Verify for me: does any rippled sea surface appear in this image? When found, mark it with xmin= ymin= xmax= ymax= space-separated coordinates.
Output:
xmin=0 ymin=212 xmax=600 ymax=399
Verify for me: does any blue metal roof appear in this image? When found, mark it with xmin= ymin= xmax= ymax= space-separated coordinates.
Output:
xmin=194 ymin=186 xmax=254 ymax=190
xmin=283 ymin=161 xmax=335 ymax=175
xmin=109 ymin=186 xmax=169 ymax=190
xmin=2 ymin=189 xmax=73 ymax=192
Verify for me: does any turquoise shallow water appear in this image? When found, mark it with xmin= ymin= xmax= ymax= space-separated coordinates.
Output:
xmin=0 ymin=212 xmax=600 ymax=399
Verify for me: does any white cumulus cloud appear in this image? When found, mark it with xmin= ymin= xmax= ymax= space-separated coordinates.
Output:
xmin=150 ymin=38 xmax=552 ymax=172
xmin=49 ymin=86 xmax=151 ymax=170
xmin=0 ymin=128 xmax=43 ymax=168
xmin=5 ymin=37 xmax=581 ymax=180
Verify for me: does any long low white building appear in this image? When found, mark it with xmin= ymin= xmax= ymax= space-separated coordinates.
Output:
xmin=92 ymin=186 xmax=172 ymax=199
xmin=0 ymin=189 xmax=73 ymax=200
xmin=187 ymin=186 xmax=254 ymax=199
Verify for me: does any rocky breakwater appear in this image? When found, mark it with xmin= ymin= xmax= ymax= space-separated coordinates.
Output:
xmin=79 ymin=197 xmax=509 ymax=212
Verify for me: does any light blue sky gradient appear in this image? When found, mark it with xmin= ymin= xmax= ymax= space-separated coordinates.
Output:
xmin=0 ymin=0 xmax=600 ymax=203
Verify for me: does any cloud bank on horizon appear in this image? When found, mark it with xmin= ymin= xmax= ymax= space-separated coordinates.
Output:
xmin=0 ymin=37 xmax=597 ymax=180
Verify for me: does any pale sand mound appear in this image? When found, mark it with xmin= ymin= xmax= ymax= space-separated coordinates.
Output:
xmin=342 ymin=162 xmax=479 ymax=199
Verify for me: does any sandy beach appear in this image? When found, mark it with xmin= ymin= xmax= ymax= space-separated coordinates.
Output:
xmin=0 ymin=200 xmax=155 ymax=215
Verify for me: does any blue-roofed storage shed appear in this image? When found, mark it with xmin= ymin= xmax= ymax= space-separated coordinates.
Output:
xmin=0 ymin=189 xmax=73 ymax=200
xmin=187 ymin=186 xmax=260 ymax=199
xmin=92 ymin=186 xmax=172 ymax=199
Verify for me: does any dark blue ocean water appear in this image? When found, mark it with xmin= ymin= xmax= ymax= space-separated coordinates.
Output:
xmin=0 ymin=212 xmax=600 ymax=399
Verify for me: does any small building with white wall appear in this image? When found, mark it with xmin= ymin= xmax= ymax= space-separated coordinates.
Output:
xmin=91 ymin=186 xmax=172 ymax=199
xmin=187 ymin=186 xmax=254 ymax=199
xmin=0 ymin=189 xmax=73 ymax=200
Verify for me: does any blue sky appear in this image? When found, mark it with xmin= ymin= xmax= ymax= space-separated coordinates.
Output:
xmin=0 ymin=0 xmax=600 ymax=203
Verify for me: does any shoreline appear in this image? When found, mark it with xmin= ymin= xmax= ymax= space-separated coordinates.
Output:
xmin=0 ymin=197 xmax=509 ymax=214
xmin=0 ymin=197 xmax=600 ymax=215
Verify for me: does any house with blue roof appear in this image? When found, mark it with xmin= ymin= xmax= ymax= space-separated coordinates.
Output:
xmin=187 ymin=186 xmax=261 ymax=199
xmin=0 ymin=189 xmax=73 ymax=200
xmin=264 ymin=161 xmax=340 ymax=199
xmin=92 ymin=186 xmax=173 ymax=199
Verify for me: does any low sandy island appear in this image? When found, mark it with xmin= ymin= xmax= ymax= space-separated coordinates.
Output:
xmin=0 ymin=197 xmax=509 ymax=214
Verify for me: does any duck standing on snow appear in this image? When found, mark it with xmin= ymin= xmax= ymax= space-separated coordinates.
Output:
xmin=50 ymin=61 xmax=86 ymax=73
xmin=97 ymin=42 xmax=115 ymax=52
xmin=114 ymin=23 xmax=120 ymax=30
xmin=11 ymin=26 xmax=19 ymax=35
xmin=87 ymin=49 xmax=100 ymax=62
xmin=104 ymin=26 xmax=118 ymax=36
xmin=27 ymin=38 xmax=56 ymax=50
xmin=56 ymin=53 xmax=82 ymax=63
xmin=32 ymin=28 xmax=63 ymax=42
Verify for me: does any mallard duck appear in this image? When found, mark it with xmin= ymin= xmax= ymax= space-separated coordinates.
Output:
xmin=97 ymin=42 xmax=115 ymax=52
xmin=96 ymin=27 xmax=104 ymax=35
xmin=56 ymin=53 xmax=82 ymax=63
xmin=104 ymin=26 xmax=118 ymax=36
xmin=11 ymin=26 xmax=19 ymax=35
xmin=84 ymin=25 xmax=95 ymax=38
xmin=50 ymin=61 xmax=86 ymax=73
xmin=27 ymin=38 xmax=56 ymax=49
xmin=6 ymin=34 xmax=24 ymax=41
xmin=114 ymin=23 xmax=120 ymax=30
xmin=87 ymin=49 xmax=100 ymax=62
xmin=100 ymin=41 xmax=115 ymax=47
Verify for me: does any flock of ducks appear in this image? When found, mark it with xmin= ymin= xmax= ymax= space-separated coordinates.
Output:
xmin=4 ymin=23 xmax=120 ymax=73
- - - - -
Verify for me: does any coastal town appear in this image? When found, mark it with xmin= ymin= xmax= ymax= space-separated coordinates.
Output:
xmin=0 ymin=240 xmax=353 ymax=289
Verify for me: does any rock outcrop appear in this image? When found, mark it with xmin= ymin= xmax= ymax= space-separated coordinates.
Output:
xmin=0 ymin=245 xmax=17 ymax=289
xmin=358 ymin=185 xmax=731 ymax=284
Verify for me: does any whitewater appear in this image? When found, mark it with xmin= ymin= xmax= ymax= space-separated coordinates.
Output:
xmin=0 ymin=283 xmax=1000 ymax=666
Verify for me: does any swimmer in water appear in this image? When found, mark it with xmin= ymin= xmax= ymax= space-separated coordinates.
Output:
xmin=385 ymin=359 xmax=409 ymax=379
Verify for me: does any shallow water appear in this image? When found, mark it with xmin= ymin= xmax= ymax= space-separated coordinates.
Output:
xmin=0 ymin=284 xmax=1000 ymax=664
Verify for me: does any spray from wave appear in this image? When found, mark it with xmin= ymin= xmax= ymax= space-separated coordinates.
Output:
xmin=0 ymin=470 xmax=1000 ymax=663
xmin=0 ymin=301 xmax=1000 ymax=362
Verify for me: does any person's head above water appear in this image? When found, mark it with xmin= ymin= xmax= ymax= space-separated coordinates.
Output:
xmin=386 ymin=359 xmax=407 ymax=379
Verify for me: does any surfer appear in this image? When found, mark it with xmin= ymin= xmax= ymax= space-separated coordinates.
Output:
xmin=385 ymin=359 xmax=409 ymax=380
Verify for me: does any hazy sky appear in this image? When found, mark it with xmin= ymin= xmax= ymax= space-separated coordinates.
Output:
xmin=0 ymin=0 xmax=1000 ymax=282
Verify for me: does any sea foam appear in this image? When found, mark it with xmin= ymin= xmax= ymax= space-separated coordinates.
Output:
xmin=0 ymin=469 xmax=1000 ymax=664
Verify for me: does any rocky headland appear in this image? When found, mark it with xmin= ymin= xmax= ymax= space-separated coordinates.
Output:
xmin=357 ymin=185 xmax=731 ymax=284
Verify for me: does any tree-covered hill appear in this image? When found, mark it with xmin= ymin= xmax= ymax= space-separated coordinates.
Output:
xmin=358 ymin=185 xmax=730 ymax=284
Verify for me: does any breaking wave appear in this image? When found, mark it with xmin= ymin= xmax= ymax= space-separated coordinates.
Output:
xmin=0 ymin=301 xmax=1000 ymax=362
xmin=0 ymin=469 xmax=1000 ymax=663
- - - - -
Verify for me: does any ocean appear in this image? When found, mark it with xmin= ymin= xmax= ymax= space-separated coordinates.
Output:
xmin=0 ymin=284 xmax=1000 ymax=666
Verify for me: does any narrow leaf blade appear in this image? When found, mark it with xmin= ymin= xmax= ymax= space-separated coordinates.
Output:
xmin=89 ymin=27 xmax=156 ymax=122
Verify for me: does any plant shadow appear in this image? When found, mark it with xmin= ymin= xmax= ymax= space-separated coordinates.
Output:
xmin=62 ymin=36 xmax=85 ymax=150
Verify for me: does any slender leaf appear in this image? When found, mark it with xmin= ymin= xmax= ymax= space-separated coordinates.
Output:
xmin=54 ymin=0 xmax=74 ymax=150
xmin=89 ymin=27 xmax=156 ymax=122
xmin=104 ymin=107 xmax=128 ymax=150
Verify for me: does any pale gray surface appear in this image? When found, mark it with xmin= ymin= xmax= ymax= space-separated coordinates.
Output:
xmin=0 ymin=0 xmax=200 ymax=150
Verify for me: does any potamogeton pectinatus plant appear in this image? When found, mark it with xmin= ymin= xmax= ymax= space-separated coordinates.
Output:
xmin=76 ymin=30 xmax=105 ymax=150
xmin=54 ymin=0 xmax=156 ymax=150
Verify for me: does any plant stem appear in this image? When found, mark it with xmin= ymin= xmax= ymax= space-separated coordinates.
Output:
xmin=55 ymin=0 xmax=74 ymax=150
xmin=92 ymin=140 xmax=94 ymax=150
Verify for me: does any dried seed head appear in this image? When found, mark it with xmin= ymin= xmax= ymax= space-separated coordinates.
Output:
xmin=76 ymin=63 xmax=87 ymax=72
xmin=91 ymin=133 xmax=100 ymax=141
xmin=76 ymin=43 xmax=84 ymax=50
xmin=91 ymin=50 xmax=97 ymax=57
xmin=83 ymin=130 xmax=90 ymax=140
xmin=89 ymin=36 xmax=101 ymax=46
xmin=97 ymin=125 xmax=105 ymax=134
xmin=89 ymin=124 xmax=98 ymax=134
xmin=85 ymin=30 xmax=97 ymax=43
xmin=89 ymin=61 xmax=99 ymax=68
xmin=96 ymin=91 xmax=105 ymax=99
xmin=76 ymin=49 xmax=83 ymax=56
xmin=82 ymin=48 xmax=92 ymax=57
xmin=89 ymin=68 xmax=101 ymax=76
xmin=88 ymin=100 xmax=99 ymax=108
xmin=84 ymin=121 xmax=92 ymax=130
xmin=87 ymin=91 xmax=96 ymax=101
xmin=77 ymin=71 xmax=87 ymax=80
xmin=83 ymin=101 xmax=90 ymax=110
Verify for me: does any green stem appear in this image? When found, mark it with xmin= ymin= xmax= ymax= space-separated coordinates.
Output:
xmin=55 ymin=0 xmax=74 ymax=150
- - - - -
### What you need to do
Rewrite the data from the line with "Verify for me: does any rippled" up to and including the line with "xmin=5 ymin=37 xmax=581 ymax=180", swapping "this image" for "this photo" and leaving everything else in those lines untouched.

### Answer in full
Verify for me: does any rippled sea surface appear in this photo? When found, mark it with xmin= ymin= xmax= ymax= space-separated coordinates.
Output:
xmin=0 ymin=212 xmax=600 ymax=399
Verify for me: does any blue metal roof appear in this photo? When found, mark it with xmin= ymin= xmax= ymax= space-separated coordinates.
Output:
xmin=194 ymin=186 xmax=254 ymax=190
xmin=283 ymin=161 xmax=335 ymax=175
xmin=109 ymin=186 xmax=169 ymax=190
xmin=2 ymin=189 xmax=73 ymax=192
Verify for me: does any turquoise shallow water appear in this photo? When found, mark it with xmin= ymin= xmax= ymax= space-separated coordinates.
Output:
xmin=0 ymin=212 xmax=600 ymax=399
Verify for me: does any white cumulus cloud appear in this photo? When found, mark it with xmin= ymin= xmax= ymax= space-separated coordinates.
Output:
xmin=150 ymin=38 xmax=552 ymax=172
xmin=49 ymin=86 xmax=151 ymax=170
xmin=0 ymin=128 xmax=43 ymax=168
xmin=5 ymin=37 xmax=581 ymax=180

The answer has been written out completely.